To be done :: Extract every line of the material below that contains the string "blouse", and copy each of those lines in full.

===== Provided entries =====

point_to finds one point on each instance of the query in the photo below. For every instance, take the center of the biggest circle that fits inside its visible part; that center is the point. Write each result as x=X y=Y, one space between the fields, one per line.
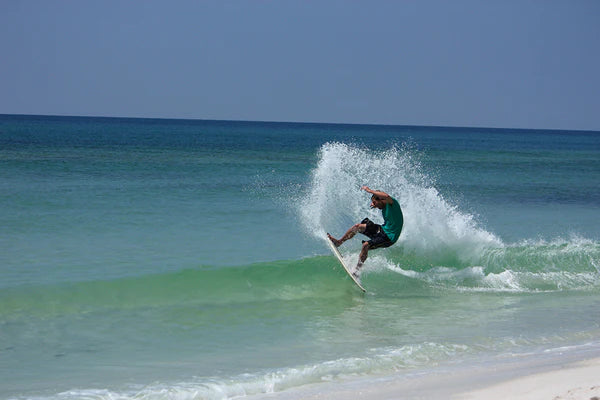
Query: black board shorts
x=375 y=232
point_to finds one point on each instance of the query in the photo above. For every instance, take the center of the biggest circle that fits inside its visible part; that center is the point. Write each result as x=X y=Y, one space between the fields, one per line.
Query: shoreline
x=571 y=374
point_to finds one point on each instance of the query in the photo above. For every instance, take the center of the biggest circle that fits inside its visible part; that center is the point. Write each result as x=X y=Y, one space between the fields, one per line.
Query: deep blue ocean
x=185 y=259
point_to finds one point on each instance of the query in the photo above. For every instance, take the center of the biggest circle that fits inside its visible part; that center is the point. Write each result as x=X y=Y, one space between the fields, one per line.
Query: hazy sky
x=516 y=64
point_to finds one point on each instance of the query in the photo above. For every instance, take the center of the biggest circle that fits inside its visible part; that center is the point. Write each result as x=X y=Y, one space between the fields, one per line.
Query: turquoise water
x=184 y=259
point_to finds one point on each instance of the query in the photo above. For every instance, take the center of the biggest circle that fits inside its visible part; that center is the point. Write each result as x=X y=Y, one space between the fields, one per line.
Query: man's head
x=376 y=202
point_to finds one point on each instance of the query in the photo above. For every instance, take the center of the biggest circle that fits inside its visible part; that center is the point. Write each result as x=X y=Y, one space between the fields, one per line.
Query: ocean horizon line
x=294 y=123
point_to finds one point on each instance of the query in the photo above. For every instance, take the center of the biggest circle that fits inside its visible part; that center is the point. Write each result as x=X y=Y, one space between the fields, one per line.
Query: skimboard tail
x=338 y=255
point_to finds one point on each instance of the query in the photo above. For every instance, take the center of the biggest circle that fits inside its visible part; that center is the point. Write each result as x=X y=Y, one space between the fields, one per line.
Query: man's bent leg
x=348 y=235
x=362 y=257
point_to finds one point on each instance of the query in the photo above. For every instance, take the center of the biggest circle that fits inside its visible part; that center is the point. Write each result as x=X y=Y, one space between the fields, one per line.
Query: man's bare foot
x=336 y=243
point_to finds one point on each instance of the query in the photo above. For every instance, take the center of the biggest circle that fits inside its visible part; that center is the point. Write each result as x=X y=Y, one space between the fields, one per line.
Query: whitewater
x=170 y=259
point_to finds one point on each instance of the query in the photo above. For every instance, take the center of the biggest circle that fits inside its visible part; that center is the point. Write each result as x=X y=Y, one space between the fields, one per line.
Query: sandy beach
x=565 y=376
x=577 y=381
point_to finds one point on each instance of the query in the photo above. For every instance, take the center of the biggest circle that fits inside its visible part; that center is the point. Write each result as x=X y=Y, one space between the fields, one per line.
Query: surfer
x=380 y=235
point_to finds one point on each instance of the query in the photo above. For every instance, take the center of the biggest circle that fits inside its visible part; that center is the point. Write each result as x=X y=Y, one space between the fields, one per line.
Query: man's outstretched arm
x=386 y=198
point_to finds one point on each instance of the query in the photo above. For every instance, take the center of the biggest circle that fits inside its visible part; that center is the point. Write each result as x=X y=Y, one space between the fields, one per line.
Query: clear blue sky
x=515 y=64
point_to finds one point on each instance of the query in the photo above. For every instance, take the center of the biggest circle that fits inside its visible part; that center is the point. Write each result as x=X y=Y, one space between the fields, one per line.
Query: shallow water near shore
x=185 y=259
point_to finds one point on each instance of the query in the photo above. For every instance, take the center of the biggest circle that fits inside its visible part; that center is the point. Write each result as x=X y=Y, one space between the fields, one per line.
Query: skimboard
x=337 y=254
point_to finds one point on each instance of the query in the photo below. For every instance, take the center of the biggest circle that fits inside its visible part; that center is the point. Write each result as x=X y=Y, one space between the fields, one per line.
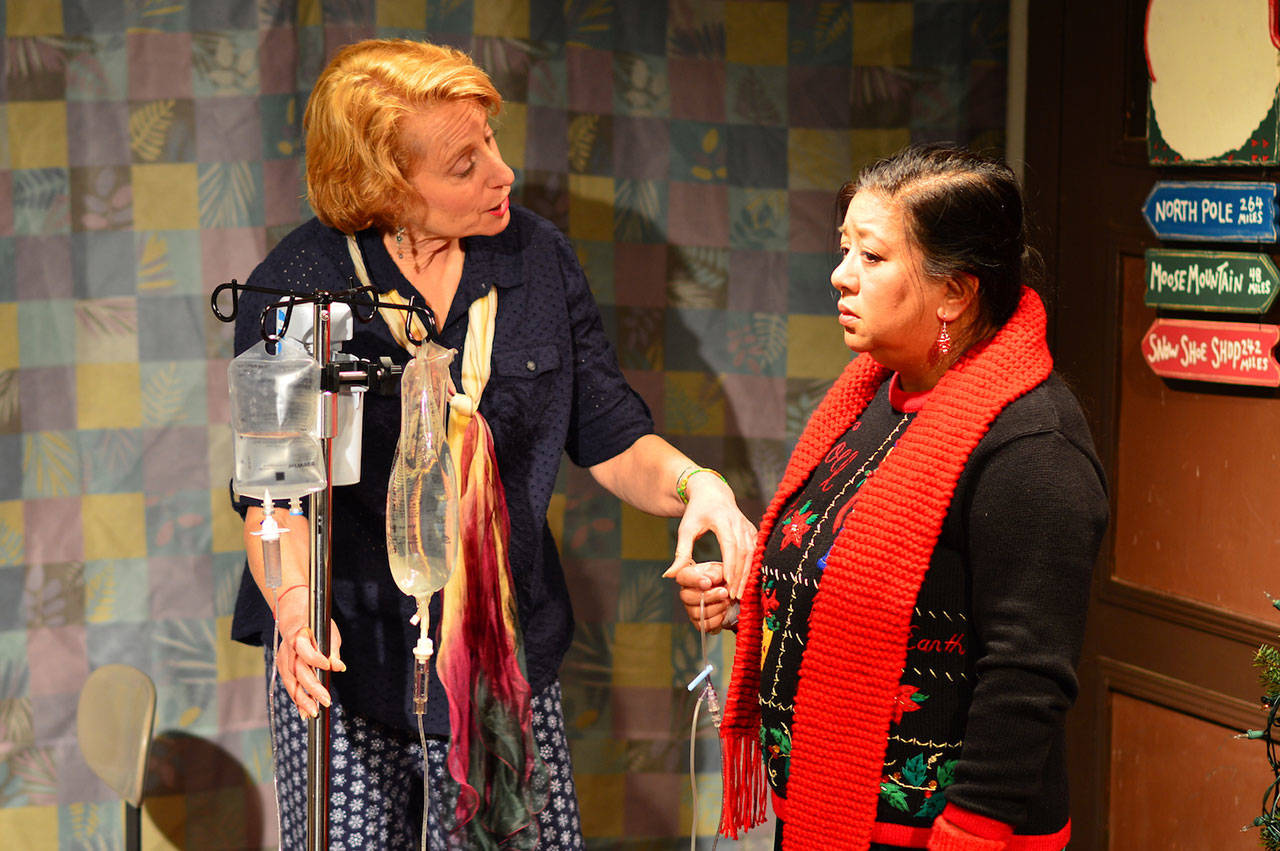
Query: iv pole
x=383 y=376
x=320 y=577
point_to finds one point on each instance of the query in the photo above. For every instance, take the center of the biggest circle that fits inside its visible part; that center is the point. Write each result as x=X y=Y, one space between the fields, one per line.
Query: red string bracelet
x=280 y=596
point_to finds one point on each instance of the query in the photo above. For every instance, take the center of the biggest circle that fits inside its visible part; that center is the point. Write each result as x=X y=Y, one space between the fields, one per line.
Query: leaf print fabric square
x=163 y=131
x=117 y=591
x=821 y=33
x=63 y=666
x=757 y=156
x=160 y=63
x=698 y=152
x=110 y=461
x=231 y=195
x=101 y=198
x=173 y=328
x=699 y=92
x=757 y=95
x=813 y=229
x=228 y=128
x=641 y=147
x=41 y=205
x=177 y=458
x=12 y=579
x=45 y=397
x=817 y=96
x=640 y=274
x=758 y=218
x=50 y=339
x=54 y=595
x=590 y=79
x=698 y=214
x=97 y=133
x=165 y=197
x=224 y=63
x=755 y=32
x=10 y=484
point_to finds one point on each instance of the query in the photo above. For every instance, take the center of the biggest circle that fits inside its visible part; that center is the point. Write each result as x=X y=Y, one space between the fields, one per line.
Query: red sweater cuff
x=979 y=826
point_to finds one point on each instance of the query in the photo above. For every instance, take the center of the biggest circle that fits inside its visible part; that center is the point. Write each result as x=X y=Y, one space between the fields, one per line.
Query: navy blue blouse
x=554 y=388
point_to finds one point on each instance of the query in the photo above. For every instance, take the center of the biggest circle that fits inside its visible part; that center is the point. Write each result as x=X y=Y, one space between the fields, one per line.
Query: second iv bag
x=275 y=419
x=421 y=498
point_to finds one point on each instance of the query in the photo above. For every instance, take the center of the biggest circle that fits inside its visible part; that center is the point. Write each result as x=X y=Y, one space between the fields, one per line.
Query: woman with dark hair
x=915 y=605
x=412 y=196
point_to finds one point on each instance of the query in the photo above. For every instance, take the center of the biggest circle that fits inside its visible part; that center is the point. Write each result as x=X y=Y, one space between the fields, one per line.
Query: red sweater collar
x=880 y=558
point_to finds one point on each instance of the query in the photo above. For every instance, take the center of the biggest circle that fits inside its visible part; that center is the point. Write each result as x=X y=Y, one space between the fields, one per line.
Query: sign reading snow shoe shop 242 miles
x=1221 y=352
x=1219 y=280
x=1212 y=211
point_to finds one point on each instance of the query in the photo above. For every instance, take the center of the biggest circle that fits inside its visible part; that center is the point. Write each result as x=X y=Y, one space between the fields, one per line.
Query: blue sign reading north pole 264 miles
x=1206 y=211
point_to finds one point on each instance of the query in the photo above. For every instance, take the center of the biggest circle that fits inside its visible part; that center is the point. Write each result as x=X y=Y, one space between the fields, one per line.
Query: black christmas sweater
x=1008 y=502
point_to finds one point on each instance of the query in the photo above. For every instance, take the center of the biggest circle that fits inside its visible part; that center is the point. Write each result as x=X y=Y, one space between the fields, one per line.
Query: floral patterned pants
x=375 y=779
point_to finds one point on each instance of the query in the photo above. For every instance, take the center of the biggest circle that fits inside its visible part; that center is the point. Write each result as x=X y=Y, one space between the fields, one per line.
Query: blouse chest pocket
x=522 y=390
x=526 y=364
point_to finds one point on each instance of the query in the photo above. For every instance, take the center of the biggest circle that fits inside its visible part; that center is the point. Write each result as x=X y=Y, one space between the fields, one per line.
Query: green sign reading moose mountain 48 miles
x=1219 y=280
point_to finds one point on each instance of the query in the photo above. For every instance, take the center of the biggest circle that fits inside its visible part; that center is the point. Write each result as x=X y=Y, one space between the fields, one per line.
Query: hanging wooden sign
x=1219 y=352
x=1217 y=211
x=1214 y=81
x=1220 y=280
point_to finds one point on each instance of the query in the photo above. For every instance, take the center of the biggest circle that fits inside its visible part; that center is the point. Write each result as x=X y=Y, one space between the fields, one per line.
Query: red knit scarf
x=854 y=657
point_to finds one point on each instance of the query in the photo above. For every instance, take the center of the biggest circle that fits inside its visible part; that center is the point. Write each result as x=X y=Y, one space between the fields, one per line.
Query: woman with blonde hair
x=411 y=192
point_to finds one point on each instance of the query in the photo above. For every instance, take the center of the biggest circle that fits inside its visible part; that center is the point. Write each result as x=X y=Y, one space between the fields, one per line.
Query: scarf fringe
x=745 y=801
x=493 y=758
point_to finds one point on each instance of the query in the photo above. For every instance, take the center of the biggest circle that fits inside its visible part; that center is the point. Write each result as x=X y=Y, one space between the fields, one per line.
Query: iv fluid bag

=====
===== Provided entries =====

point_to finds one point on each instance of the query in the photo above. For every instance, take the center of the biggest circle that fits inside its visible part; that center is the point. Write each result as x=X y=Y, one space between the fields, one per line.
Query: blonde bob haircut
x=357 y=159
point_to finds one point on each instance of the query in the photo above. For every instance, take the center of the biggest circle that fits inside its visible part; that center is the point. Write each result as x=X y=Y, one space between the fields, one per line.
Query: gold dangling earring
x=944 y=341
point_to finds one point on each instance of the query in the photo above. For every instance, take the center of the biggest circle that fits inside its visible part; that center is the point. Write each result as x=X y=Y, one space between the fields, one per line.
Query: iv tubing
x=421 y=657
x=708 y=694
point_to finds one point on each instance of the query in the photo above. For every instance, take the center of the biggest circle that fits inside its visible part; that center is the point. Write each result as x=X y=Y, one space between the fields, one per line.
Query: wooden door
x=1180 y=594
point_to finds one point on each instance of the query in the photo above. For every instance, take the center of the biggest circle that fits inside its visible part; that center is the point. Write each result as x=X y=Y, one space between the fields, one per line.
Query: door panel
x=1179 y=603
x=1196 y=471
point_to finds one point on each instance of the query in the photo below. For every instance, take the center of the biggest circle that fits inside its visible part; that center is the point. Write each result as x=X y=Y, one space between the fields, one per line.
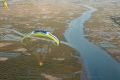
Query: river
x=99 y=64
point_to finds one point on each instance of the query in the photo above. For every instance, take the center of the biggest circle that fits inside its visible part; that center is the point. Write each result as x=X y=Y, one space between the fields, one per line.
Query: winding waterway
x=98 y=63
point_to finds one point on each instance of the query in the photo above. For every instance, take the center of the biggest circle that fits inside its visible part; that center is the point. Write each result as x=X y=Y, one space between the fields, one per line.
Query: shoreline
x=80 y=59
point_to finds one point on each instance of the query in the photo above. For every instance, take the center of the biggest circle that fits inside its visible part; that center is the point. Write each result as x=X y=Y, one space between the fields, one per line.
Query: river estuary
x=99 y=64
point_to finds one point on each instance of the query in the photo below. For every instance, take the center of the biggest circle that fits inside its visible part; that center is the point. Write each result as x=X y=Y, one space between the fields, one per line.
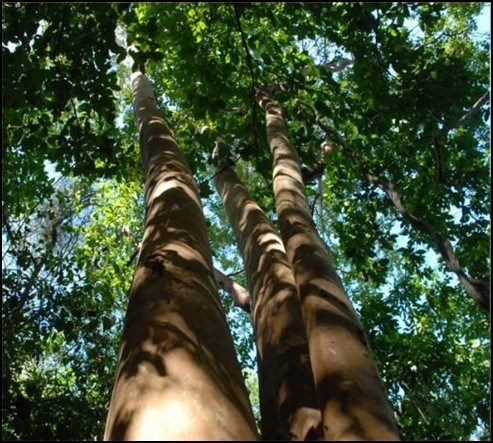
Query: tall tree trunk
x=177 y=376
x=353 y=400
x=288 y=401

=====

Solution to the exercise ::
Query: navy blue blouse
Query: blouse chest pocket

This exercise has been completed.